*** Opening of EXTRACTED ENTRIES ***

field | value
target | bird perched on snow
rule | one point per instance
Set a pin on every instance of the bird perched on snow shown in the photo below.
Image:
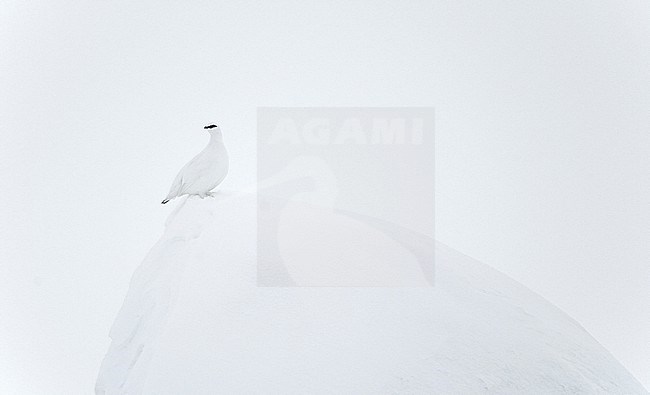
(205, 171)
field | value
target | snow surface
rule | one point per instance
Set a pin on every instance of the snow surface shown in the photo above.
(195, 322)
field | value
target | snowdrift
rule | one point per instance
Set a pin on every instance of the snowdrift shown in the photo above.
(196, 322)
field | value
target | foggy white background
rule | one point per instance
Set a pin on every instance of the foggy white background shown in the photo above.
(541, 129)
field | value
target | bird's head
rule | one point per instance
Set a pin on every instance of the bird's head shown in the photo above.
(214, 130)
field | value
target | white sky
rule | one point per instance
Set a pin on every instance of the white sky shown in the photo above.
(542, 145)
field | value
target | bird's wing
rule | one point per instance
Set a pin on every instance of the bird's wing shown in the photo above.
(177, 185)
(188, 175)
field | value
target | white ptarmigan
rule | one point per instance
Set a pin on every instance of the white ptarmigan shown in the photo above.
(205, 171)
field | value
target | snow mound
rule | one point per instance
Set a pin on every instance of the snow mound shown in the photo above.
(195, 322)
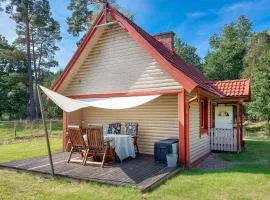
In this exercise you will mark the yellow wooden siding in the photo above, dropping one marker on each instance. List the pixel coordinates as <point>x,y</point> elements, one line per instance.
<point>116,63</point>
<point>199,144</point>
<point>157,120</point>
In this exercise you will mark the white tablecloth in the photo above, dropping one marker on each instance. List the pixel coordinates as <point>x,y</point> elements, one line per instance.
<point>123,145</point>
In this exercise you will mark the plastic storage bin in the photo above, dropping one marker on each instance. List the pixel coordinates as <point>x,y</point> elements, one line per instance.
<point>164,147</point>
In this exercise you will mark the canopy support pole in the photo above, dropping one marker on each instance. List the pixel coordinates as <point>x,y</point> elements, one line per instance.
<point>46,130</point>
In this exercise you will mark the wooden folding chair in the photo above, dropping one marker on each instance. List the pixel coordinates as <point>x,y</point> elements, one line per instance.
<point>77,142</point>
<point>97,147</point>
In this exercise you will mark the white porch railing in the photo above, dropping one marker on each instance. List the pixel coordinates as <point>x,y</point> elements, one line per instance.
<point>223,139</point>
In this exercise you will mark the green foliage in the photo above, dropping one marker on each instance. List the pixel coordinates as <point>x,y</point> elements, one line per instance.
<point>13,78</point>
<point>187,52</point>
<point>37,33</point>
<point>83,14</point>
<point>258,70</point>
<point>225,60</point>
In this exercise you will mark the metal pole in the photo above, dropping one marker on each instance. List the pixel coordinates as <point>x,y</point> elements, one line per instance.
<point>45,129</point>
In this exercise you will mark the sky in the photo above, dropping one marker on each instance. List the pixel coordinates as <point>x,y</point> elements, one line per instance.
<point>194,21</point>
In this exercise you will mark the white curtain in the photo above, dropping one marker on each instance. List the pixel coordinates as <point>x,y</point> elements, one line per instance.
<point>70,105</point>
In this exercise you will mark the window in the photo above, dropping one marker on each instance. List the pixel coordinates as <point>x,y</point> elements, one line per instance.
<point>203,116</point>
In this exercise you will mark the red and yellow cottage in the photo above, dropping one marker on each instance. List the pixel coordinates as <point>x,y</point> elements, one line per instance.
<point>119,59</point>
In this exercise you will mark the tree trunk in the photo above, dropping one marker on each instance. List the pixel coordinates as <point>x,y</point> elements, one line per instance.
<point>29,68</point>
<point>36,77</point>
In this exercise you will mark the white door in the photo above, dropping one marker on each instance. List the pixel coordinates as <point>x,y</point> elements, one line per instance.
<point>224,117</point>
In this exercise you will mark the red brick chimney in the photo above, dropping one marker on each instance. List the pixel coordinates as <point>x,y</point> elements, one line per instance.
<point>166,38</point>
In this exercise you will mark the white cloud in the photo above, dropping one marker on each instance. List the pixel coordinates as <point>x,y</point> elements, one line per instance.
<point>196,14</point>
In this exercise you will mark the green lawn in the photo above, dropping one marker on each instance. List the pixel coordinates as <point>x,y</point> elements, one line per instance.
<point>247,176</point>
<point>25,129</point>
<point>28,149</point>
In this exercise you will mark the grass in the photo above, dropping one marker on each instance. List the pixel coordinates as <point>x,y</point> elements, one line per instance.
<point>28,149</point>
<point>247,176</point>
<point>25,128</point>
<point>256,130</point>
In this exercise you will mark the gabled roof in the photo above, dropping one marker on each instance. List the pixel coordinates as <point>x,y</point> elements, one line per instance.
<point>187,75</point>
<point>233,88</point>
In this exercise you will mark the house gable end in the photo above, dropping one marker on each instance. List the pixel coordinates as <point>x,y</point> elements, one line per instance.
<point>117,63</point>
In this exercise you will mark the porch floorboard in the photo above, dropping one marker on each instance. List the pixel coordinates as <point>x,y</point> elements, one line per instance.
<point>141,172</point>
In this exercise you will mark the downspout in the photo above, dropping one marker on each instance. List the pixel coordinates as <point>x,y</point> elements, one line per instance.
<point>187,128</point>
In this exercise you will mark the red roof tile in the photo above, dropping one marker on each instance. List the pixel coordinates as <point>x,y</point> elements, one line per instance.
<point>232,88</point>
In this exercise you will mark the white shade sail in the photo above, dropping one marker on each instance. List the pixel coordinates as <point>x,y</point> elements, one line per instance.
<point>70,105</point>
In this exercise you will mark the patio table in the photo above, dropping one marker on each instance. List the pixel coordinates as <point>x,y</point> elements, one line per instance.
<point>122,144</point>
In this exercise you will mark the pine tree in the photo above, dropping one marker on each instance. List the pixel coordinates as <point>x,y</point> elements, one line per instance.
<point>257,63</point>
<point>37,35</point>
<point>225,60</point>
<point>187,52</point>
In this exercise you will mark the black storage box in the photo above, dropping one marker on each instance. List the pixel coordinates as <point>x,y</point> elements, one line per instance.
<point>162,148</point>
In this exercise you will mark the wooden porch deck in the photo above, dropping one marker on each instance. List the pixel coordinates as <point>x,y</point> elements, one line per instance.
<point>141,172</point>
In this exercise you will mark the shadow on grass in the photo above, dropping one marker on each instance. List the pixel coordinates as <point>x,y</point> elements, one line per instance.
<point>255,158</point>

*** Close of EXTRACTED ENTRIES ***

WHAT YOU NEED TO DO -> An exact copy of the data is required, with the pictures excluded.

SOLUTION BELOW ->
field | value
target | bird perched on snow
rule | one point per instance
Set a pin on every instance of the bird perched on snow shown in the photo below.
Image:
(205, 171)
field | value
target | snow surface
rule | one point per instance
Set a pin on every instance of the snow surface shown in the photo above.
(195, 322)
field | value
target | snowdrift
rule | one point per instance
Set a pin on every instance of the snowdrift shown in the photo above.
(196, 322)
field | value
target | foggy white background
rule | one point per instance
Set a pin on every instance of the foggy white background shown in the photo above.
(541, 129)
field | value
target | bird's head
rule | one point per instance
Set a pin on every instance of the bird's head shown in the photo above.
(214, 130)
field | value
target | white sky
rule | one point per instance
Set a pin on every instance of the white sky shown in the photo above.
(542, 145)
field | value
target | bird's wing
rule | one point per instance
Set a pin on every instance of the bird's wing shown in the photo above.
(177, 185)
(188, 175)
field | value
target | white ptarmigan
rule | one point per instance
Set a pin on every instance of the white ptarmigan shown in the photo above.
(205, 171)
field | value
target | snow mound
rule | one point per instance
Set a pin on every instance of the snow mound shown in the photo above.
(195, 322)
In this exercise you will mark the yellow wooden siding in the photo above, dropping one marker on each instance. List the pixel coordinates as <point>x,y</point> elements, one line per instance.
<point>116,63</point>
<point>199,144</point>
<point>157,120</point>
In this exercise you will mark the white tablecloth in the photo above, dropping one marker on each instance. List the pixel coordinates as <point>x,y</point> elements, one line per instance.
<point>123,145</point>
In this exercise you will mark the plastic storage bin in the photo above, dropping one marker on each instance. List the pixel coordinates as <point>x,y</point> elements, one line per instance.
<point>164,147</point>
In this exercise you will mark the canopy support pole in the photo above, dropping one marker on each instance. List the pixel coordinates as <point>x,y</point> elements, one line per instance.
<point>46,130</point>
In this exercise you will mark the wooden folding chair in the photo above, dropping one marker on each instance. List the pixel coordinates as <point>x,y</point> elements, one line per instance.
<point>77,142</point>
<point>97,147</point>
In this exercise you will mark the white porch railing in the photo above, dropping one marker on each instance. List the pixel coordinates as <point>x,y</point> elements, one line per instance.
<point>223,139</point>
In this exercise you will mark the green foliage in the photo above, dropping one marker on each instance. List the pixel coordinates as <point>x,y</point> elements, one line per instance.
<point>13,78</point>
<point>187,52</point>
<point>37,33</point>
<point>83,14</point>
<point>258,70</point>
<point>225,60</point>
In this exercise you will mark the metal pole in the photo above, dropping one marker on each instance. List the pixel coordinates as <point>x,y</point> elements, one line per instance.
<point>45,129</point>
In this exercise you will mark the sky in the photo above, dropping one marker on each instance. List the pixel coordinates as <point>x,y</point> elements, one line per instance.
<point>194,21</point>
In this exercise you will mark the white curtain in the photo above, dropping one marker on each instance. List the pixel coordinates as <point>x,y</point> elements, one line per instance.
<point>70,105</point>
In this exercise you will mark the window in the photo above, dropping one marker on each instance. List the pixel coordinates as <point>x,y</point> elements, one line per instance.
<point>203,116</point>
In this exercise you will mark the red and yellow cottage in the photo above, dropping one marker on each instance. List the pixel coordinates as <point>x,y</point> elements, one line per instance.
<point>119,59</point>
In this exercise you will mark the tree trunk in the photo above, dropping one marker on each instance. List the pixel coordinates as <point>x,y</point> elements, one line per instance.
<point>29,68</point>
<point>36,77</point>
In this exercise you will mark the white door in the photo above, dropping one marker on each instance. List the pixel coordinates as <point>x,y</point> elements, one line per instance.
<point>224,117</point>
In this exercise you will mark the red brick chimney in the photo above, dropping one marker on each instance. List the pixel coordinates as <point>x,y</point> elements, one line per instance.
<point>166,38</point>
In this exercise you will mark the white cloud in the photo above, dropping one marker on each instance. List the pixel coordinates as <point>x,y</point> elements, one line per instance.
<point>196,14</point>
In this exercise you will mark the green lawn in the photo above, dropping one marker on each instance. List the pixel coordinates as <point>x,y</point> elements, one line per instance.
<point>247,176</point>
<point>25,129</point>
<point>28,149</point>
In this exercise you will mark the grass in the photo above, dropping one marker on each instance. List the pixel coordinates as <point>x,y</point> elements, one line per instance.
<point>28,149</point>
<point>247,176</point>
<point>25,128</point>
<point>256,130</point>
In this exercise you will mark the gabled roof in the photo above, dropping one marker on each instance. List the pixel coordinates as <point>x,y</point> elements, one line per instance.
<point>187,75</point>
<point>233,88</point>
In this exercise you will mark the house gable end in the photo above, dropping one marker on each instance. List the pixel coordinates as <point>x,y</point> elements, one line per instance.
<point>117,63</point>
In this exercise you will mark the porch floorboard in the photo above, dropping one marker on each instance. List the pixel coordinates as <point>x,y</point> elements, one line per instance.
<point>141,172</point>
In this exercise you will mark the downspout in the photo above, dropping one marker on each instance. List the pixel coordinates as <point>x,y</point> elements, one line per instance.
<point>187,128</point>
In this exercise you will mark the red roof tile in the photo above, dropping one marker on each instance. List the pixel coordinates as <point>x,y</point> elements, one line per instance.
<point>232,88</point>
In this exercise you will mark the white shade sail in the photo above, dropping one marker on each instance. List the pixel coordinates as <point>x,y</point> elements, one line per instance.
<point>70,105</point>
In this exercise you will mark the patio table in the photo above, dropping one marker on each instance. List the pixel coordinates as <point>x,y</point> elements, one line per instance.
<point>122,144</point>
In this exercise you will mark the pine tree in the photo above, dropping one marker on each instance. List the pixel coordinates as <point>x,y</point> elements, one line per instance.
<point>257,63</point>
<point>37,35</point>
<point>225,60</point>
<point>187,52</point>
In this exercise you will mark the black storage box in the photo above, dropping one marker on each instance. List the pixel coordinates as <point>x,y</point> elements, one line per instance.
<point>162,148</point>
In this exercise you will mark the wooden porch deck in the photo above, dropping one marker on each instance. List the pixel coordinates as <point>x,y</point> elements, one line per instance.
<point>141,172</point>
In this exercise you will mark the shadow on grass in the photo above, dropping one marker on each instance. List the pixel coordinates as <point>x,y</point> elements, one line per instance.
<point>255,158</point>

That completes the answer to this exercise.